▶ _About this task_
Where a line below includes the word "outline", copy that line.

#### Task data ####

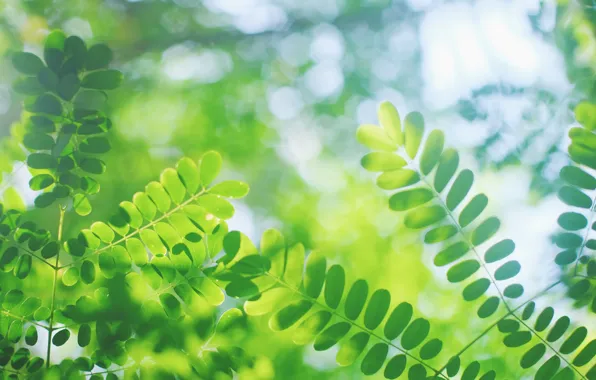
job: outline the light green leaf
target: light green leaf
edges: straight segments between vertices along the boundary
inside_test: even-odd
[[[221,170],[221,155],[216,151],[209,151],[201,157],[199,163],[199,174],[201,177],[201,184],[204,187],[209,186],[211,182],[217,177]]]
[[[227,198],[243,198],[248,194],[248,190],[248,185],[244,182],[223,181],[209,189],[209,193]]]
[[[360,164],[371,172],[386,172],[400,169],[406,166],[407,162],[395,153],[372,152],[362,157]]]
[[[387,133],[376,125],[364,124],[356,131],[358,142],[372,150],[393,152],[397,149],[395,142]]]
[[[393,104],[385,101],[379,105],[378,117],[387,135],[399,146],[404,144],[399,113]]]

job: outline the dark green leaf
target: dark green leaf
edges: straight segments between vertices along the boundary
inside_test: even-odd
[[[112,61],[112,50],[104,44],[93,45],[87,51],[85,67],[87,70],[97,70],[107,67]]]
[[[364,313],[364,326],[374,330],[381,324],[389,310],[391,294],[385,289],[379,289],[373,293]]]
[[[447,280],[449,282],[461,282],[470,277],[480,268],[480,264],[476,260],[462,261],[447,271]]]
[[[325,303],[332,309],[339,306],[344,287],[346,283],[346,274],[341,265],[333,265],[327,271],[325,280]]]
[[[348,322],[339,322],[326,328],[315,339],[313,345],[316,351],[325,351],[333,347],[350,331],[350,324]]]
[[[438,193],[445,189],[455,174],[458,165],[459,155],[457,154],[457,151],[454,149],[446,149],[441,156],[439,167],[437,168],[434,178],[434,187]]]
[[[87,74],[81,86],[96,90],[113,90],[122,83],[122,73],[118,70],[101,70]]]
[[[389,207],[394,211],[406,211],[429,202],[433,197],[432,191],[426,188],[404,190],[389,198]]]
[[[365,280],[357,280],[352,284],[346,297],[345,314],[348,319],[356,319],[362,312],[368,297],[368,283]]]
[[[68,341],[68,338],[70,338],[70,331],[68,329],[62,329],[52,337],[52,344],[58,347],[62,346]]]
[[[430,332],[430,323],[424,318],[414,320],[401,337],[401,345],[405,350],[411,350],[420,345]]]
[[[44,67],[43,62],[33,53],[18,52],[12,55],[12,64],[15,69],[26,75],[37,75]]]
[[[362,364],[360,365],[362,373],[366,376],[377,373],[383,366],[388,353],[389,346],[385,343],[375,344],[362,360]]]
[[[474,173],[469,169],[464,169],[457,175],[457,178],[451,185],[447,193],[447,208],[453,211],[464,200],[474,183]]]
[[[410,323],[413,313],[414,309],[409,303],[402,302],[397,305],[385,324],[385,337],[389,340],[397,338]]]

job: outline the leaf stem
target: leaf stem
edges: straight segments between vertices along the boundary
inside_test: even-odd
[[[184,206],[187,206],[188,204],[194,202],[195,200],[197,200],[200,196],[204,195],[207,192],[207,190],[201,190],[200,192],[198,192],[197,194],[191,196],[190,198],[188,198],[187,200],[185,200],[184,202],[180,203],[179,205],[177,205],[176,207],[174,207],[173,209],[171,209],[170,211],[162,214],[159,218],[147,223],[146,225],[134,230],[133,232],[129,233],[128,235],[123,236],[122,238],[116,240],[115,242],[112,242],[106,246],[103,246],[102,248],[99,248],[95,251],[93,251],[92,255],[97,255],[100,254],[101,252],[104,252],[120,243],[125,242],[126,240],[130,239],[131,237],[139,234],[141,231],[146,230],[147,228],[153,227],[154,225],[156,225],[157,223],[161,222],[162,220],[164,220],[165,218],[169,217],[170,215],[174,214],[175,212],[179,211],[181,208],[183,208]],[[65,264],[62,265],[60,267],[58,267],[58,269],[63,269],[69,266],[74,265],[75,263],[77,263],[78,261],[81,261],[85,258],[87,258],[89,255],[83,255],[81,257],[79,257],[78,259],[74,260],[73,262],[69,263],[69,264]]]
[[[64,228],[64,214],[66,212],[66,208],[63,206],[60,207],[60,220],[58,222],[58,243],[62,243],[62,230]],[[52,304],[50,307],[50,325],[48,328],[48,347],[47,347],[47,356],[46,356],[46,368],[50,368],[50,358],[52,355],[52,332],[54,331],[54,311],[56,309],[56,288],[58,287],[58,263],[60,260],[60,249],[56,254],[56,262],[54,264],[54,283],[52,285]]]
[[[526,306],[527,304],[529,304],[530,302],[532,302],[533,300],[535,300],[536,298],[541,297],[542,295],[544,295],[545,293],[547,293],[549,290],[551,290],[552,288],[554,288],[555,286],[559,285],[561,283],[561,280],[549,285],[548,287],[546,287],[544,290],[541,290],[540,292],[536,293],[533,297],[529,298],[528,300],[526,300],[525,302],[523,302],[522,304],[520,304],[519,306],[517,306],[515,309],[512,309],[510,311],[508,311],[506,314],[504,314],[501,318],[499,318],[497,321],[495,321],[492,325],[490,325],[489,327],[487,327],[482,333],[480,333],[480,335],[478,335],[476,338],[472,339],[468,344],[466,344],[457,354],[453,355],[453,357],[457,357],[462,355],[464,352],[466,352],[470,347],[472,347],[472,345],[474,345],[474,343],[476,343],[477,341],[479,341],[483,336],[485,336],[486,334],[488,334],[495,326],[497,326],[502,320],[504,320],[505,318],[509,317],[510,315],[515,316],[515,312],[518,311],[519,309],[521,309],[522,307]],[[439,369],[439,371],[437,373],[435,373],[435,375],[441,374],[445,368],[447,368],[447,365],[449,365],[449,362],[447,362],[443,367],[441,367],[441,369]]]
[[[404,350],[403,348],[401,348],[401,347],[399,347],[399,346],[397,346],[397,345],[393,344],[393,342],[392,342],[392,341],[385,339],[384,337],[382,337],[382,336],[380,336],[380,335],[376,334],[375,332],[373,332],[373,331],[371,331],[371,330],[367,329],[366,327],[364,327],[364,326],[361,326],[361,325],[357,324],[356,322],[354,322],[354,321],[352,321],[351,319],[349,319],[349,318],[345,317],[344,315],[341,315],[341,314],[340,314],[340,313],[338,313],[338,312],[337,312],[335,309],[332,309],[332,308],[328,307],[327,305],[325,305],[324,303],[321,303],[321,302],[319,302],[317,299],[315,299],[315,298],[312,298],[312,297],[310,297],[310,296],[308,296],[308,295],[304,294],[304,293],[303,293],[303,292],[301,292],[299,289],[296,289],[296,288],[294,288],[293,286],[290,286],[288,283],[286,283],[285,281],[283,281],[283,280],[282,280],[282,279],[280,279],[279,277],[277,277],[277,276],[275,276],[275,275],[272,275],[272,274],[271,274],[271,273],[269,273],[269,272],[265,272],[264,274],[265,274],[265,275],[267,275],[267,276],[269,276],[269,277],[271,277],[271,278],[273,278],[273,279],[274,279],[274,280],[275,280],[277,283],[279,283],[281,286],[283,286],[283,287],[285,287],[285,288],[287,288],[287,289],[291,290],[292,292],[294,292],[294,293],[296,293],[296,294],[300,295],[300,297],[302,297],[302,298],[304,298],[304,299],[307,299],[307,300],[309,300],[309,301],[310,301],[310,302],[312,302],[313,304],[316,304],[317,306],[321,307],[322,309],[325,309],[325,310],[327,310],[329,313],[331,313],[331,314],[335,315],[336,317],[338,317],[338,318],[340,318],[340,319],[344,320],[345,322],[347,322],[347,323],[349,323],[350,325],[352,325],[352,326],[356,327],[357,329],[359,329],[359,330],[362,330],[362,331],[366,332],[367,334],[369,334],[369,335],[371,335],[371,336],[375,337],[376,339],[380,340],[381,342],[385,343],[386,345],[388,345],[388,346],[391,346],[391,347],[393,347],[393,348],[397,349],[397,350],[398,350],[398,351],[400,351],[401,353],[403,353],[403,354],[405,354],[405,355],[409,356],[409,357],[410,357],[410,358],[412,358],[413,360],[415,360],[415,361],[417,361],[418,363],[422,364],[423,366],[425,366],[425,367],[429,368],[431,371],[434,371],[435,373],[438,373],[438,372],[437,372],[437,370],[436,370],[435,368],[431,367],[429,364],[426,364],[426,363],[425,363],[423,360],[421,360],[421,359],[419,359],[419,358],[415,357],[414,355],[410,354],[408,351]],[[446,379],[446,377],[445,377],[445,376],[443,376],[443,375],[440,375],[440,376],[441,376],[441,377],[443,377],[444,379]]]

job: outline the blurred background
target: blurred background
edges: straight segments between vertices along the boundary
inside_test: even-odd
[[[124,73],[109,99],[114,149],[102,191],[66,233],[106,219],[179,157],[215,149],[224,177],[251,186],[231,229],[258,243],[275,227],[322,249],[353,278],[413,303],[460,347],[486,326],[468,319],[474,309],[461,289],[430,264],[433,252],[360,167],[356,128],[377,123],[379,102],[389,100],[402,117],[417,110],[445,131],[503,221],[500,233],[516,242],[531,295],[560,275],[550,237],[565,206],[554,191],[569,162],[573,107],[596,99],[595,23],[594,0],[0,0],[0,55],[40,53],[60,28],[107,43]],[[0,197],[27,207],[35,194],[9,138],[22,112],[16,76],[2,59]],[[34,212],[55,223],[53,213]],[[247,344],[271,360],[275,378],[361,376],[337,368],[332,351],[296,347],[265,320],[253,323]],[[495,334],[469,355],[524,378],[519,357],[498,358],[502,348]]]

####

▶ _Answer box_
job: outline the light green leaf
job: outline the dark green leaf
job: outline the leaf stem
job: outline the blurred background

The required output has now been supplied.